╭─ INFORMATION SHOWN

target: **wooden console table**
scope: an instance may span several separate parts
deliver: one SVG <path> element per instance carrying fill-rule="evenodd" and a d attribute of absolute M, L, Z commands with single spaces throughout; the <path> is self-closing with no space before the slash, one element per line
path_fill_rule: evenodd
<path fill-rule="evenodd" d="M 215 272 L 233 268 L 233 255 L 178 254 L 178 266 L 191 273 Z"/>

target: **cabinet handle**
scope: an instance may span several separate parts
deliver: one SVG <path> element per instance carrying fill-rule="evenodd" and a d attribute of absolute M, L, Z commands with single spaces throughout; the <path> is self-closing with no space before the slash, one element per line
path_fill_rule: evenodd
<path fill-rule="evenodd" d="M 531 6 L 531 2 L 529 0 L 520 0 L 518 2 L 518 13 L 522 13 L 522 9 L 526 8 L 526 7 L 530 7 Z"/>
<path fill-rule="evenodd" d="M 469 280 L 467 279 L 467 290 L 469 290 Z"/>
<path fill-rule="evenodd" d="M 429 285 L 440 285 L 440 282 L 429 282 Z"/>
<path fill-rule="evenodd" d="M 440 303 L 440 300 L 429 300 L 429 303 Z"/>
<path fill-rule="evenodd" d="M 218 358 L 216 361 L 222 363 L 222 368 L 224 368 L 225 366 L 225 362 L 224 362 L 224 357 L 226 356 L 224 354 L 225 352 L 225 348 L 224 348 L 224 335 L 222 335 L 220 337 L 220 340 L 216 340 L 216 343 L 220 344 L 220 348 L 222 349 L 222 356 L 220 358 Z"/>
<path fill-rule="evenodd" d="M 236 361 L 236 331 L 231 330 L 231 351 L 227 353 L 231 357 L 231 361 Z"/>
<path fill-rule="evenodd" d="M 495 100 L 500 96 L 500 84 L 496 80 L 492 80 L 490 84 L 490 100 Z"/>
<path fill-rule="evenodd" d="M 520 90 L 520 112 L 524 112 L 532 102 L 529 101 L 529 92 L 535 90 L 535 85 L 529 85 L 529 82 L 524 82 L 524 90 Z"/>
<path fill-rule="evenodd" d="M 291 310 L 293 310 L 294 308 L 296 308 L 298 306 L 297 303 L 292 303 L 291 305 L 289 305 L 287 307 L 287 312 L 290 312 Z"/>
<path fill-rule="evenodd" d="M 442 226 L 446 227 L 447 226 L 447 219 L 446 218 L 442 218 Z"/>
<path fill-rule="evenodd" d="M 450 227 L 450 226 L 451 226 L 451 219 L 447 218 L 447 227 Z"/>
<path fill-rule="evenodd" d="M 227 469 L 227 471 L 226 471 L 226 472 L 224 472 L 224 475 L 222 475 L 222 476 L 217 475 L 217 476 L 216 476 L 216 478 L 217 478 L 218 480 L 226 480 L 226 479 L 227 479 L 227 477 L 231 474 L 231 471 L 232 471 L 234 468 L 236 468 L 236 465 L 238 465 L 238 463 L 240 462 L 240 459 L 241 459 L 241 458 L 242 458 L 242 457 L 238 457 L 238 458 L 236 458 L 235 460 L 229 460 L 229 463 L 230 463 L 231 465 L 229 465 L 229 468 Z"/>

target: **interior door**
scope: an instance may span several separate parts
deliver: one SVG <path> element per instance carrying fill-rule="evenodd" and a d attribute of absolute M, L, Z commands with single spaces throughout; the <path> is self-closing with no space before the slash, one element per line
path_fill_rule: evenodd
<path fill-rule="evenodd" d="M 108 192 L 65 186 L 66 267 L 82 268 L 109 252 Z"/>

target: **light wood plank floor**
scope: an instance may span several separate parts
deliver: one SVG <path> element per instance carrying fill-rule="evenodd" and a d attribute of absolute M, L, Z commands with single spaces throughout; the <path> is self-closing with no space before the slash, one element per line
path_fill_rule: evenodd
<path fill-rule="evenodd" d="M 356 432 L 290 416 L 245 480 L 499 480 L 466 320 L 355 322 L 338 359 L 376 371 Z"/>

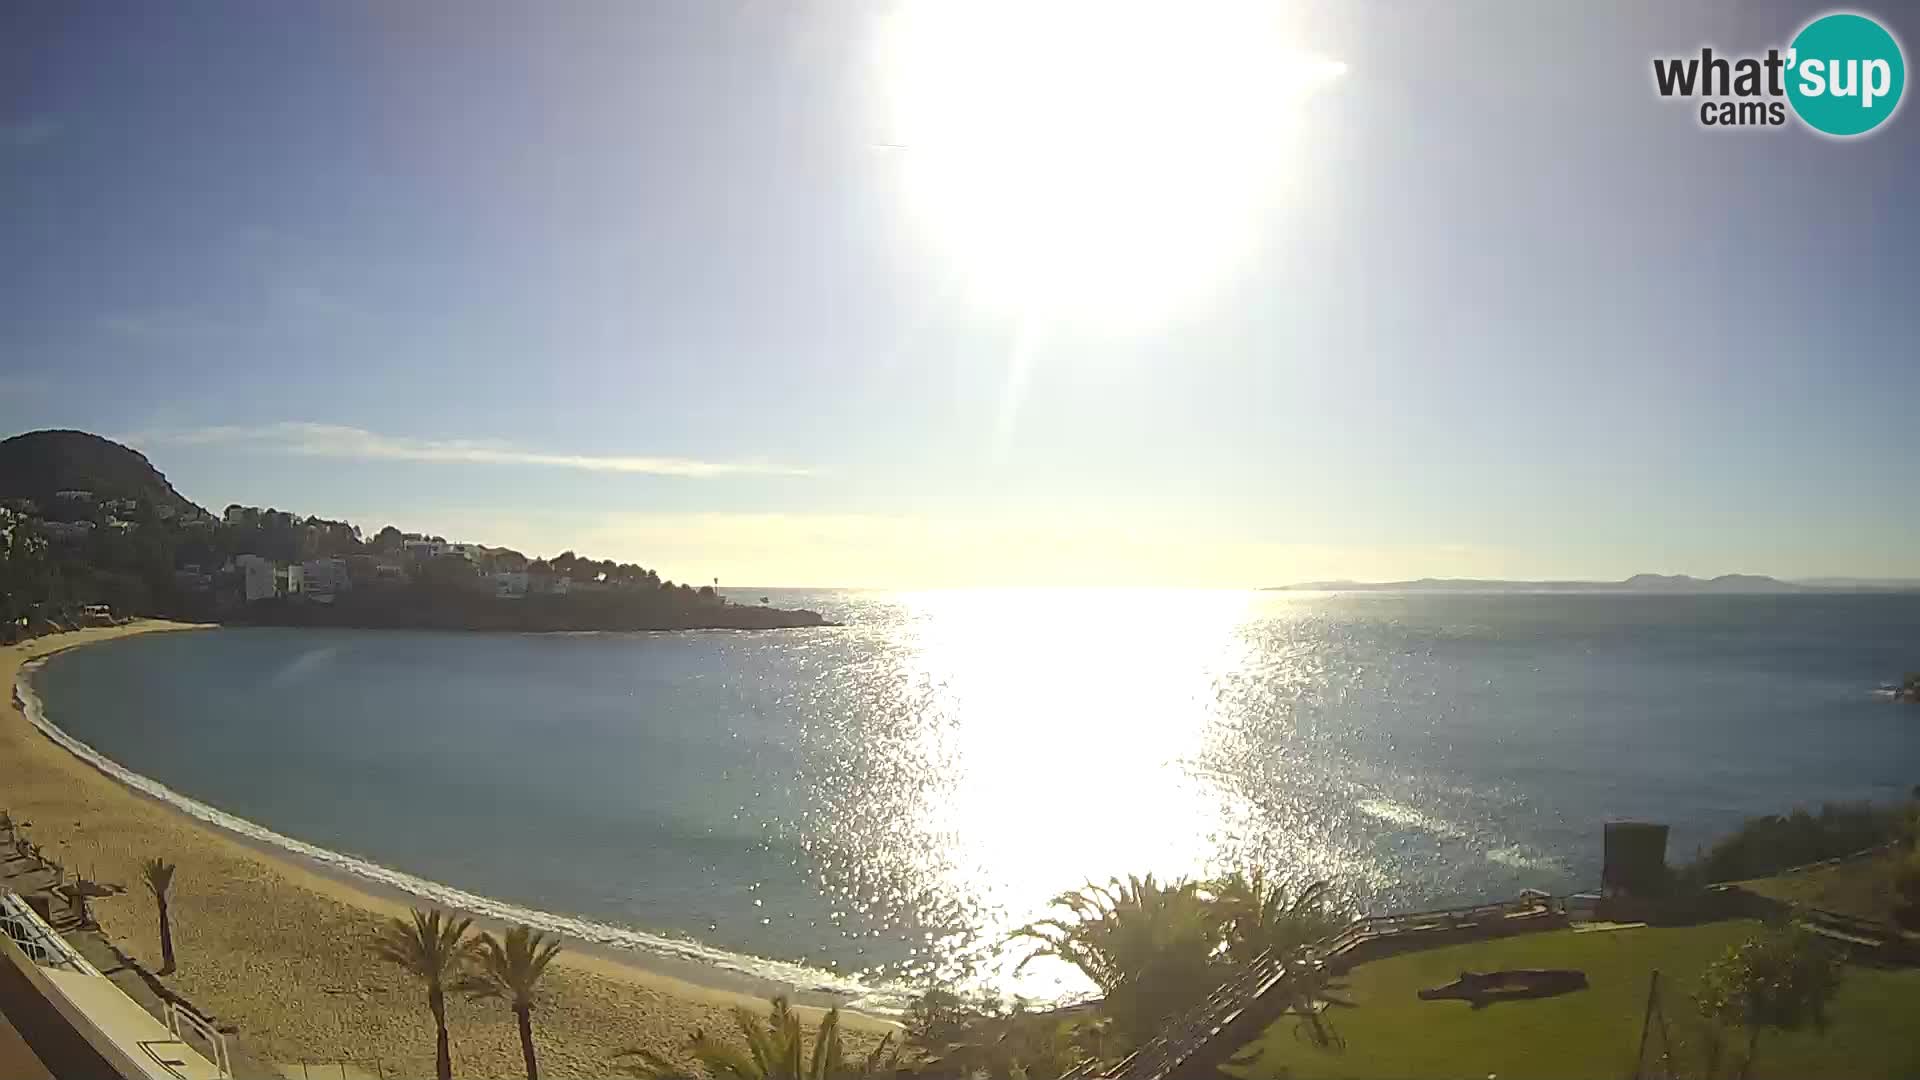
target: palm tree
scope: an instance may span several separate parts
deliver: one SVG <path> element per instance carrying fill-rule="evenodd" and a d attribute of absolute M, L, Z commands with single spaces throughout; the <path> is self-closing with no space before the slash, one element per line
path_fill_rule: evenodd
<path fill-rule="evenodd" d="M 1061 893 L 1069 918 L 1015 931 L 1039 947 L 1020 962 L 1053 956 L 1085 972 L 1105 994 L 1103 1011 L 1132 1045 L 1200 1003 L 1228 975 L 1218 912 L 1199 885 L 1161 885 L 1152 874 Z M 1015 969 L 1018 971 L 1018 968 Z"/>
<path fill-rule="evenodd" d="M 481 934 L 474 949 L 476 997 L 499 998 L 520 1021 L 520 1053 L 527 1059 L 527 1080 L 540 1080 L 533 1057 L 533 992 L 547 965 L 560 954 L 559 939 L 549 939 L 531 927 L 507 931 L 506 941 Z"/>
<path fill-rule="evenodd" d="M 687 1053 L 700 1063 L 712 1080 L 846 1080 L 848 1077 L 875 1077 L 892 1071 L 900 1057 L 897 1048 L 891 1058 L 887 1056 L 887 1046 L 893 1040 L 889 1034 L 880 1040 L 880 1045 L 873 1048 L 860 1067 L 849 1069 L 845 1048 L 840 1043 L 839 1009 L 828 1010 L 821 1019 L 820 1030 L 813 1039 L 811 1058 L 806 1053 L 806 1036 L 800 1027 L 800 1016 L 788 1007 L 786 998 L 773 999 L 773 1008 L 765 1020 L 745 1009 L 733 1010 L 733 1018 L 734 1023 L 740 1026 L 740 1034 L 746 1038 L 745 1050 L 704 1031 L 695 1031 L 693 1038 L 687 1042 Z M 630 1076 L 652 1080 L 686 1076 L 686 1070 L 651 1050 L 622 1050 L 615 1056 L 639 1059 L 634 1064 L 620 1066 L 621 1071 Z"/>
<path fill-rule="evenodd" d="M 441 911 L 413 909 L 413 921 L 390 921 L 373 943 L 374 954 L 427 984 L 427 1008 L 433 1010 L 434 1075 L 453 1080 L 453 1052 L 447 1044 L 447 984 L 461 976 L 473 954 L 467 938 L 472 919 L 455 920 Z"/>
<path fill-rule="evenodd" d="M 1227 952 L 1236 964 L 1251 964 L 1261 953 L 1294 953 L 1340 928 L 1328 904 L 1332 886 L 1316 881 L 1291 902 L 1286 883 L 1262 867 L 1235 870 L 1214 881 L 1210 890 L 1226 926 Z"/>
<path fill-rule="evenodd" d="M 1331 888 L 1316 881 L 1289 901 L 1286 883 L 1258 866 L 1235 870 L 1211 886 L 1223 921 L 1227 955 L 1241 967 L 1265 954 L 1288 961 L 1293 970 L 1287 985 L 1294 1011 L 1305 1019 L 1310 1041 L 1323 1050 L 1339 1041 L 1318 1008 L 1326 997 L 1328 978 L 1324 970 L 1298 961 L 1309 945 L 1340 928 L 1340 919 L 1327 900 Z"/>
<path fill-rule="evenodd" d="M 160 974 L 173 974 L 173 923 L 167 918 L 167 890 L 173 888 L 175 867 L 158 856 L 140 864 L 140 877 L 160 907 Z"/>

╰─

- **EXERCISE INSTRUCTIONS**: Leave out the pictures and transcribe the entries above exactly.

- **OUTPUT OF THE EXERCISE**:
target: **wooden console table**
scope: an instance may span several separate parts
deliver: one SVG <path> element per instance carrying fill-rule="evenodd" and a d attribute of absolute M, L, Z commands with single spaces throughout; the <path> is self-closing with no space before the slash, one element per line
path_fill_rule: evenodd
<path fill-rule="evenodd" d="M 215 272 L 233 268 L 233 255 L 178 254 L 178 266 L 191 273 Z"/>

target: **cabinet handle**
scope: an instance may span several separate parts
deliver: one SVG <path> element per instance carrying fill-rule="evenodd" and a d attribute of absolute M, L, Z commands with single spaces throughout; the <path> is self-closing with no space before the slash, one element per line
path_fill_rule: evenodd
<path fill-rule="evenodd" d="M 531 6 L 531 2 L 529 0 L 520 0 L 518 2 L 518 13 L 522 13 L 522 9 L 526 8 L 526 7 L 530 7 Z"/>
<path fill-rule="evenodd" d="M 469 280 L 467 279 L 467 290 L 469 290 Z"/>
<path fill-rule="evenodd" d="M 429 285 L 440 285 L 440 282 L 429 282 Z"/>
<path fill-rule="evenodd" d="M 440 303 L 440 300 L 429 300 L 429 303 Z"/>
<path fill-rule="evenodd" d="M 218 358 L 216 361 L 222 363 L 222 368 L 224 368 L 225 366 L 225 362 L 224 362 L 224 357 L 226 356 L 224 354 L 225 352 L 225 348 L 224 348 L 224 335 L 222 335 L 220 337 L 220 340 L 216 340 L 216 343 L 220 344 L 220 348 L 222 349 L 222 356 L 220 358 Z"/>
<path fill-rule="evenodd" d="M 236 361 L 236 331 L 231 330 L 231 351 L 227 353 L 231 357 L 231 361 Z"/>
<path fill-rule="evenodd" d="M 495 100 L 500 96 L 500 84 L 496 80 L 492 80 L 490 84 L 490 100 Z"/>
<path fill-rule="evenodd" d="M 520 90 L 520 112 L 524 112 L 532 102 L 529 101 L 529 92 L 535 90 L 535 85 L 529 85 L 529 82 L 524 82 L 524 90 Z"/>
<path fill-rule="evenodd" d="M 291 310 L 293 310 L 294 308 L 296 308 L 298 306 L 297 303 L 292 303 L 291 305 L 289 305 L 287 307 L 287 312 L 290 312 Z"/>
<path fill-rule="evenodd" d="M 442 226 L 446 227 L 447 226 L 447 219 L 446 218 L 442 218 Z"/>
<path fill-rule="evenodd" d="M 450 227 L 450 226 L 451 226 L 451 219 L 447 218 L 447 227 Z"/>
<path fill-rule="evenodd" d="M 227 469 L 227 471 L 226 471 L 226 472 L 224 472 L 224 475 L 222 475 L 222 476 L 217 475 L 217 476 L 216 476 L 216 478 L 217 478 L 218 480 L 226 480 L 226 479 L 227 479 L 227 477 L 231 474 L 231 471 L 232 471 L 234 468 L 236 468 L 236 465 L 238 465 L 238 463 L 240 462 L 240 459 L 241 459 L 241 458 L 242 458 L 242 457 L 238 457 L 238 458 L 236 458 L 235 460 L 229 460 L 229 463 L 230 463 L 231 465 L 229 465 L 229 468 Z"/>

target: **interior door**
scope: an instance may span several separate parts
deliver: one SVG <path> element per instance carrying fill-rule="evenodd" and a d attribute of absolute M, L, Z commands with single spaces throughout; the <path> is self-closing with no space before the slash, one element per line
path_fill_rule: evenodd
<path fill-rule="evenodd" d="M 108 192 L 65 186 L 66 267 L 82 268 L 109 252 Z"/>

target: **light wood plank floor**
scope: an instance may span several separate parts
deliver: one SVG <path> element per instance carrying fill-rule="evenodd" and a d attribute of absolute M, L, Z commands with single spaces throughout; the <path> is self-closing with no space before the slash, one element per line
path_fill_rule: evenodd
<path fill-rule="evenodd" d="M 356 432 L 290 416 L 245 480 L 499 480 L 466 320 L 355 322 L 338 359 L 376 371 Z"/>

target: palm tree
scope: an instance may span several separate parts
deliver: one SVG <path> element per instance carrying fill-rule="evenodd" and a d attribute of absolute M, L, Z commands with single spaces throughout; the <path> is self-closing with no space before the slash, one element per line
path_fill_rule: evenodd
<path fill-rule="evenodd" d="M 1061 893 L 1069 918 L 1015 931 L 1039 947 L 1020 962 L 1053 956 L 1085 972 L 1105 994 L 1103 1011 L 1132 1045 L 1200 1003 L 1228 975 L 1218 912 L 1199 885 L 1161 885 L 1152 874 Z M 1015 969 L 1018 971 L 1018 968 Z"/>
<path fill-rule="evenodd" d="M 481 934 L 474 949 L 476 997 L 499 998 L 520 1021 L 520 1053 L 527 1059 L 527 1080 L 540 1080 L 533 1057 L 533 992 L 547 965 L 560 954 L 559 939 L 549 939 L 531 927 L 507 931 L 506 941 Z"/>
<path fill-rule="evenodd" d="M 687 1053 L 700 1063 L 712 1080 L 846 1080 L 848 1077 L 875 1077 L 892 1071 L 900 1057 L 897 1048 L 891 1058 L 887 1056 L 887 1046 L 893 1040 L 889 1034 L 880 1040 L 880 1045 L 873 1048 L 860 1067 L 849 1069 L 845 1048 L 840 1043 L 839 1009 L 828 1010 L 821 1019 L 820 1030 L 813 1039 L 811 1058 L 806 1053 L 806 1036 L 800 1027 L 800 1016 L 788 1007 L 786 998 L 773 999 L 773 1008 L 765 1020 L 745 1009 L 733 1010 L 733 1018 L 734 1023 L 740 1026 L 740 1034 L 746 1038 L 745 1050 L 704 1031 L 695 1031 L 693 1038 L 687 1042 Z M 630 1076 L 652 1080 L 686 1076 L 686 1070 L 651 1050 L 622 1050 L 615 1056 L 639 1059 L 634 1064 L 620 1066 L 621 1071 Z"/>
<path fill-rule="evenodd" d="M 441 911 L 413 909 L 413 921 L 390 921 L 373 943 L 374 954 L 427 984 L 427 1008 L 433 1010 L 434 1075 L 453 1080 L 453 1052 L 447 1044 L 447 984 L 461 976 L 473 954 L 467 938 L 472 919 L 455 920 Z"/>
<path fill-rule="evenodd" d="M 1227 952 L 1236 964 L 1251 964 L 1261 953 L 1294 953 L 1340 928 L 1328 904 L 1332 886 L 1316 881 L 1291 902 L 1286 883 L 1262 867 L 1235 870 L 1214 881 L 1210 890 L 1226 926 Z"/>
<path fill-rule="evenodd" d="M 1331 888 L 1316 881 L 1289 901 L 1286 883 L 1258 866 L 1235 870 L 1211 886 L 1223 921 L 1227 955 L 1241 967 L 1265 954 L 1288 961 L 1293 970 L 1287 985 L 1294 1011 L 1305 1019 L 1310 1041 L 1323 1050 L 1339 1041 L 1318 1008 L 1326 997 L 1328 978 L 1324 970 L 1298 961 L 1309 945 L 1340 928 L 1340 919 L 1327 900 Z"/>
<path fill-rule="evenodd" d="M 160 974 L 173 974 L 173 923 L 167 918 L 167 890 L 173 888 L 175 867 L 158 856 L 140 864 L 140 877 L 160 907 Z"/>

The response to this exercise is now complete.